> [What this task involves]
Print the records again, character for character.

> [Material for this exercise]
□ □ □ □ □ □ □

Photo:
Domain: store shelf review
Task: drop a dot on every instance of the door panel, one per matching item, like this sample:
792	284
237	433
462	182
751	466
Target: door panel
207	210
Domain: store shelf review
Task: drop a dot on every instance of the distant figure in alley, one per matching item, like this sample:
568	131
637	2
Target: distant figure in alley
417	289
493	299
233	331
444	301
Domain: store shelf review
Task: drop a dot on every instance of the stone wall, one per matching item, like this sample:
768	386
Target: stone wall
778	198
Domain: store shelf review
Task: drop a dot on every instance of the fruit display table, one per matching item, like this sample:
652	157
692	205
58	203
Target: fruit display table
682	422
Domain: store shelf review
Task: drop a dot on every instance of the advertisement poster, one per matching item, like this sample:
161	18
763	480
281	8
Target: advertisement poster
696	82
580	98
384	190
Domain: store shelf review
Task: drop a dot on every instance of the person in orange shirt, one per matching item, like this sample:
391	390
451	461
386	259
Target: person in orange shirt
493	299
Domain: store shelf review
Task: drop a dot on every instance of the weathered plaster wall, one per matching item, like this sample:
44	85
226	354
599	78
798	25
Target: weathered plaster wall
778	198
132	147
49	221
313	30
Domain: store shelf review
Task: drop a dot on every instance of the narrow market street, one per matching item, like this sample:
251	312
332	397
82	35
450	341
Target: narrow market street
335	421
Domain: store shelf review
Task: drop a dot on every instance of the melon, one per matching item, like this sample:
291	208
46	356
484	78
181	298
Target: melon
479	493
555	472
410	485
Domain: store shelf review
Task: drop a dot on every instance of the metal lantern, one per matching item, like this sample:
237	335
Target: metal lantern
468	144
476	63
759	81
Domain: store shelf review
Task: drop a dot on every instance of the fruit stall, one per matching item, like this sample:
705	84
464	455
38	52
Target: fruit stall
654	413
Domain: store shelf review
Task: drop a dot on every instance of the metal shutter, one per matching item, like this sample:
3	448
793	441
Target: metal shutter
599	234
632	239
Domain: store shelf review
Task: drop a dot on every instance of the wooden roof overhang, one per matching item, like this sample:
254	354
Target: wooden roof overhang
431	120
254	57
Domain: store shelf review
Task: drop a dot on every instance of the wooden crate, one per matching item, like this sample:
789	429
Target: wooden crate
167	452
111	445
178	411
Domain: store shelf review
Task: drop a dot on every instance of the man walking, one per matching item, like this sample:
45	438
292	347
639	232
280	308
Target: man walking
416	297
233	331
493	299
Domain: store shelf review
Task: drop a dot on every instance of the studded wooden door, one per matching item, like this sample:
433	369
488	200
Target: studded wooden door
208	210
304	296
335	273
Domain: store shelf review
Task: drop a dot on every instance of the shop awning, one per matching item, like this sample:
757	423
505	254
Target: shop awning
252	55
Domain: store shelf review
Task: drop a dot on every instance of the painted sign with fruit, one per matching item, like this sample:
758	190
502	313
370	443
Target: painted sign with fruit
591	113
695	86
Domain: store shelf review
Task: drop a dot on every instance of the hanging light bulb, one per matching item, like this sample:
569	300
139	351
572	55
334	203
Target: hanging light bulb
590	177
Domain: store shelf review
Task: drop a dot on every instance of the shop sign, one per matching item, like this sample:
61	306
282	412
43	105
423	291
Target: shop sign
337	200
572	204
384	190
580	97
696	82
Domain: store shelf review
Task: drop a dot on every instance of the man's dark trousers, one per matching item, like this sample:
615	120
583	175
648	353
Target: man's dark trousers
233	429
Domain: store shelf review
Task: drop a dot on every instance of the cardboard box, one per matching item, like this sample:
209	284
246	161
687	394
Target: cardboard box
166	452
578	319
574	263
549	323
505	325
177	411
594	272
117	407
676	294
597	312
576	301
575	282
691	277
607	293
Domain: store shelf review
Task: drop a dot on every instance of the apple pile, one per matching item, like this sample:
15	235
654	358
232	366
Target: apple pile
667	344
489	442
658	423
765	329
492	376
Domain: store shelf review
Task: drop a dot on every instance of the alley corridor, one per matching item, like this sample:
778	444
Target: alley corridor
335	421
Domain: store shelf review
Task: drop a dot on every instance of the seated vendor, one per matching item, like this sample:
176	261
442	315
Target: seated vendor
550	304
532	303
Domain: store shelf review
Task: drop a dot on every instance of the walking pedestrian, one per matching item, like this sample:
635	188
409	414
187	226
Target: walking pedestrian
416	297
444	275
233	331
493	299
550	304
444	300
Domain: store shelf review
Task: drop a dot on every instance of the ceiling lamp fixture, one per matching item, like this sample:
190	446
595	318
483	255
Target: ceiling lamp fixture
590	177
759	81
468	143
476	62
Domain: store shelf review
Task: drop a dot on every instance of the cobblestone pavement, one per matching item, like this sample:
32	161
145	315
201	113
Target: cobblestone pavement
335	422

□ □ □ □ □ □ □

> [Task response]
Photo:
Domain: store shelf review
Task: drop a dot on every instance of the door panel, one per matching item, like this sample:
792	284
237	433
462	182
751	466
Target: door panel
207	210
Domain: store shelf review
Task: drop a dot on every instance of the distant figure in alley, one per matching item, like this sample:
568	131
637	2
Target: distant figure in alley
417	289
493	299
233	331
444	301
Domain: store shelf review
Task: drop a dot on every instance of the stone wall, one per matching item, like this sample:
768	386
Target: stone wall
778	198
Domain: store shelf review
Task: drop a dot on every instance of the fruit display table, one per matching item, like this sample:
652	157
692	205
58	203
Target: fruit display table
682	422
Domain: store shelf review
Task: drop a dot on every instance of the advertisement poster, one per matching item, like this sample:
161	18
763	480
281	8
Target: advertisement poster
696	82
580	98
384	190
Domain: store shelf review
Task: drop a dot on every instance of the person in orange shirt, one per matching item, like this sample:
391	390
451	461
386	259
Target: person in orange shirt
493	299
Domain: store shelf review
Task: drop a dot on every instance of the weathered plaster wall, one per matching item, like this sample:
44	85
226	354
599	78
798	25
Target: weathered plaster wall
778	198
132	147
49	221
313	30
Domain: store shelf review
Task: drop a dot on every instance of the narrow market street, one per matching item, like this sample:
251	312
332	397
82	35
450	341
Target: narrow market street
335	421
Domain: store shelf review
Task: drop a dot on every instance of the melon, one per matching item, like this sample:
291	208
46	356
484	78
181	298
Target: melon
479	493
555	472
410	485
Domain: store shelf review
Task: drop a dot on every instance of the metal lantern, one per matching item, like this sample:
237	335
Target: metal lantern
468	144
476	63
759	81
Domain: store shelf review
Task: drop a dot on every instance of the fruit stall, one per matching item, like this sample:
705	84
464	455
38	52
Target: fruit stall
654	413
Domain: store shelf review
Task: drop a dot on every instance of the metal shutter, one per matching item, like this sample:
3	448
793	441
Target: metal shutter
599	234
632	239
Domain: store shelf review
Task: drop a dot on every instance of the wooden roof overhang, one per matching item, like this sample:
254	354
Target: wooden roof overhang
431	120
254	57
Domain: store shelf review
Task: drop a dot on every instance of the wooden crate, one per matching item, like this sample:
789	429
Target: wooden crate
167	452
111	445
178	411
Domain: store shelf review
Task: drop a dot on every instance of the man walking, one per matching item, like this sample:
45	438
292	347
639	232
280	308
Target: man walking
416	297
233	331
493	299
Domain: store shelf review
Task: drop a dot on every instance of the studded wooden door, one per matching item, like this sample:
433	369
488	200
Target: studded wooden door
208	210
304	296
335	273
Domain: store shelf review
Task: drop a dot on every instance of the shop awning, one per matching item, like this sample:
757	423
505	254
Target: shop awning
252	55
Domain: store shelf review
Task: drop a dot on every instance of the painted sign with fruit, one per matching item, like this sample:
758	190
502	313
370	443
Target: painted sign with fruit
591	113
695	86
Domain: store shelf review
Task: drop a dot on every instance of the hanging light bulb, one per matching item, like this sample:
569	300
139	351
572	55
334	203
Target: hanging light bulb
590	177
Domain: store shelf review
Task: drop a dot on every instance of the shop sign, one per matching item, like this sample:
61	306
282	412
43	105
423	291
Target: shop sign
337	200
572	204
384	190
580	97
696	82
Domain: store shelf review
Task: drop a dot on every instance of the man's dark trousers, one per matching item, like this sample:
615	120
583	175
648	353
Target: man's dark trousers
233	429
Domain: store shelf review
Task: drop a dot on every instance of the cardboard box, one per matching item, like this sample:
209	284
246	161
687	394
Target: cardboard box
166	452
578	319
574	263
549	323
505	325
177	411
594	272
117	407
676	294
597	312
576	301
575	282
691	277
607	293
Domain: store shelf review
Task: drop a dot on every instance of the apple pile, one per matching item, like this sample:
15	235
654	358
232	366
Target: apple pile
667	344
489	442
658	423
765	329
492	376
Domain: store shelf review
Task: drop a dot on every instance of the alley corridor, one per matching item, like this sample:
778	444
Target: alley corridor
335	421
Domain: store shelf review
Task: drop a dot on every instance of the seated vendor, one per matching item, like this sample:
176	261
442	315
Target: seated vendor
550	304
532	303
Domain: store shelf review
Task: drop a dot on every instance of the walking pedestrian, one per matching item, like this sample:
635	188
409	414
187	226
Target: walking pedestrian
416	297
444	275
233	331
493	299
550	304
444	300
Domain: store shelf review
Task: drop a dot on every instance of the ceiling lamp fixture, one per matching item, like this sample:
190	446
595	318
483	255
Target: ceiling lamp fixture
590	177
759	81
468	143
476	62
Domain: store shelf review
Task: drop a dot on every instance of the cobblestone pavement, one per matching item, like this sample:
32	161
145	315
201	113
Target: cobblestone pavement
335	422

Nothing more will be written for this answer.